REQUIRED WORK
In the LLM-Seg repository description, which two models does LLM-Seg combine?

This is the official repository for the paper [arxiv]: "LLM-Seg: Bridging Image Segmentation and Large Language Model Reasoning" (CVPR Workshop 2024).
Our project is based on LISA. We thank the authors for their great work.
LLM-Seg is a reasoning segmentation model that combines SAM and LLaVA. We also release our proposed LLM-Seg40K dataset, which is a new reasoning segmentation dataset that is generated by ChatGPT.
The table below shows the performance of LLM-Seg on ReasonSeg validation set.
We recommend using conda to create a virtual environment and install the dependencies.
pip install -r requirements.txt
pip install flash-attn --no-build-isolation
Please first refer to the LISA repository to download all the datasets.
After downloading the dataset, you can use the python script from prepare_datasets.py
to preprocess the different dataset. The script will extract SAM Everything masks and save them as h5 files.

DATASET
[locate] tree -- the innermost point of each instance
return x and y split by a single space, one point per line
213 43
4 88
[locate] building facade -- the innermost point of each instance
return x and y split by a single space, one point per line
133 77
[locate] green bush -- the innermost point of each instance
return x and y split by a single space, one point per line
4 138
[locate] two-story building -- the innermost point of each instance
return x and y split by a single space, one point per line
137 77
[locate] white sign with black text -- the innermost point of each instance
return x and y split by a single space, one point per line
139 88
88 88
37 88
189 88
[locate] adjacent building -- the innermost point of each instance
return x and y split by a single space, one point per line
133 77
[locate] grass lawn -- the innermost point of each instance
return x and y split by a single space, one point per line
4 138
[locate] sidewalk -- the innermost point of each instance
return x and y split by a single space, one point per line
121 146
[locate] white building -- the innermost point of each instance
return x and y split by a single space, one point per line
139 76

EXPECTED OUTPUT
SAM and LLaVA